---------- Provided material ----------

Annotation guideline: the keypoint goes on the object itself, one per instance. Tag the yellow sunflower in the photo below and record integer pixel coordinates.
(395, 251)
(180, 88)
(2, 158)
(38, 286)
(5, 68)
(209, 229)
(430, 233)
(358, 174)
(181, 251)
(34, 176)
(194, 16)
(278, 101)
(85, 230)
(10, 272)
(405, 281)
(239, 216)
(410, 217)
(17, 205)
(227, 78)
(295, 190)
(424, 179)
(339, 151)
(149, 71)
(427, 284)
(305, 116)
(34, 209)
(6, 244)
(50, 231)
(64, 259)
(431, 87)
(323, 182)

----------

Reproduce every one of the records above, line for line, without changing any character.

Full solution
Annotation guideline: the keypoint goes on the object itself, one per instance. Tag the yellow sunflower in the photo below and record integer pixel coordinates.
(395, 251)
(180, 88)
(2, 158)
(38, 286)
(5, 68)
(209, 229)
(430, 233)
(358, 174)
(181, 251)
(34, 176)
(194, 16)
(278, 101)
(85, 230)
(10, 272)
(405, 281)
(239, 216)
(410, 217)
(17, 205)
(227, 78)
(295, 190)
(424, 179)
(339, 151)
(149, 71)
(427, 284)
(305, 116)
(34, 209)
(6, 244)
(50, 231)
(64, 259)
(431, 87)
(323, 182)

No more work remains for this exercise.